=== SUPPLIED INFORMATION ===

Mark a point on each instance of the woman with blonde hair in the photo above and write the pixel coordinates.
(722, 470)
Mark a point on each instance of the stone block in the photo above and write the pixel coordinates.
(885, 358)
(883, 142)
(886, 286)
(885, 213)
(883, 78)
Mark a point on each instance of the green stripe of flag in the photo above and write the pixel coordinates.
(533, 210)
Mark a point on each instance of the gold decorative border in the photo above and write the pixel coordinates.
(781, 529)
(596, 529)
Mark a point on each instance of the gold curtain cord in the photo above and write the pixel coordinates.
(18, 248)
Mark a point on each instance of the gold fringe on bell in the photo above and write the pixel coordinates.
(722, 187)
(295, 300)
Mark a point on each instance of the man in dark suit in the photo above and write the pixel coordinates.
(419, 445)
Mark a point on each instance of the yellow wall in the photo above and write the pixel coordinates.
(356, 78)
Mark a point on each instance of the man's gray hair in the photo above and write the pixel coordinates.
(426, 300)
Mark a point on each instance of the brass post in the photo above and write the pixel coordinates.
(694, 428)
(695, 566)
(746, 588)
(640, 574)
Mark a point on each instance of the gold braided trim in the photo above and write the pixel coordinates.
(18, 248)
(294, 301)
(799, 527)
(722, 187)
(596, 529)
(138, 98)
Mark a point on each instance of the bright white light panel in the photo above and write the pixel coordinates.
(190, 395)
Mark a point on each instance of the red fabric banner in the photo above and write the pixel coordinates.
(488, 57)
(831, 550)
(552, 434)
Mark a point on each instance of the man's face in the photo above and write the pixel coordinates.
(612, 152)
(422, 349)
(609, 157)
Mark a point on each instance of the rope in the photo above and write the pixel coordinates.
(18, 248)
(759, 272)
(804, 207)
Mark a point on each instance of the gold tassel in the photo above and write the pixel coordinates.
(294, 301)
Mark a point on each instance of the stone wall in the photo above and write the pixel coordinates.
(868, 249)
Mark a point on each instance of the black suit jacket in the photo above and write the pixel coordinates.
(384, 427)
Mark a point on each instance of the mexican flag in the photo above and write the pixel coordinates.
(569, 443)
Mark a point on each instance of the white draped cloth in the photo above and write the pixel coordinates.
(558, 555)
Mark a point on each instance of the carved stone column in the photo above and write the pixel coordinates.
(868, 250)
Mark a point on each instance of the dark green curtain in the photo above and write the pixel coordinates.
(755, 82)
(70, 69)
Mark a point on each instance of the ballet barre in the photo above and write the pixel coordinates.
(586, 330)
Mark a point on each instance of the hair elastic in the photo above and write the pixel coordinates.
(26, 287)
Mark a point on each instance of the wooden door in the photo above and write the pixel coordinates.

===

WRITTEN REQUEST >> Rewrite every line of the records above as a numbered list, leaving out any blank lines.

ANSWER TO THE EXERCISE >>
1. Mark a point on each instance of the woman with blonde hair in the photo above and write the pixel coordinates.
2. (722, 470)
3. Mark a point on each instance of the stone block in the photo above and write the pixel coordinates.
4. (885, 358)
5. (883, 142)
6. (886, 286)
7. (885, 213)
8. (883, 78)
9. Mark a point on each instance of the green stripe of flag in the photo above and write the pixel coordinates.
10. (533, 210)
11. Mark a point on each instance of the gold decorative border in the photo above and write the pixel coordinates.
12. (781, 529)
13. (596, 529)
14. Mark a point on each instance of the gold curtain cord in the photo above and write the pixel coordinates.
15. (18, 248)
16. Mark a point on each instance of the gold fringe on bell in the photo above and write the pixel coordinates.
17. (722, 187)
18. (295, 300)
19. Mark a point on each instance of the man in dark suit in the photo above and write the pixel coordinates.
20. (419, 445)
21. Mark a point on each instance of the yellow wall in the photo above and write the pixel coordinates.
22. (356, 78)
23. Mark a point on each instance of the man's gray hair in the photo above and write the pixel coordinates.
24. (426, 300)
25. Mark a point on each instance of the brass post in the photo above and write the pixel coordinates.
26. (694, 428)
27. (695, 566)
28. (746, 588)
29. (640, 574)
30. Mark a point on each instance of the gold braided trim in the photo above and write the pixel coordinates.
31. (18, 248)
32. (294, 301)
33. (799, 527)
34. (722, 187)
35. (596, 529)
36. (138, 98)
37. Mark a point on each instance of the bright white light panel in the photo above and write the pixel coordinates.
38. (190, 395)
39. Mark a point on each instance of the red fabric banner in the photo above and write the pixel coordinates.
40. (488, 57)
41. (831, 550)
42. (552, 434)
43. Mark a point on each instance of the man's face in the photo above and write the pixel coordinates.
44. (612, 152)
45. (422, 349)
46. (609, 157)
47. Mark a point on each instance of the rope in the photo above and write the pixel coordinates.
48. (18, 248)
49. (759, 272)
50. (804, 207)
51. Mark a point on each instance of the gold tassel in the photo above and write the pixel coordinates.
52. (294, 301)
53. Mark a point on each instance of the stone wall in the photo above and write the pixel coordinates.
54. (868, 249)
55. Mark a point on each instance of the black suit jacket in the photo above and write the pixel coordinates.
56. (384, 427)
57. Mark a point on each instance of the mexican flag in the photo above and write the pixel coordinates.
58. (569, 443)
59. Mark a point on each instance of the white draped cloth in the photo above and write the pixel coordinates.
60. (558, 555)
61. Mark a point on each instance of the carved stone column in the photo above and write the pixel coordinates.
62. (868, 250)
63. Mark a point on each instance of the dark green curtain in the photo above and write the pixel coordinates.
64. (755, 82)
65. (70, 69)
66. Mark a point on each instance of the ballet barre in the photo above and write the pixel coordinates.
67. (586, 330)
68. Mark a point on each instance of the hair elastic in the photo above and write the pixel coordinates.
69. (26, 287)
70. Mark a point on each instance of the wooden door in the photo above and write the pixel coordinates.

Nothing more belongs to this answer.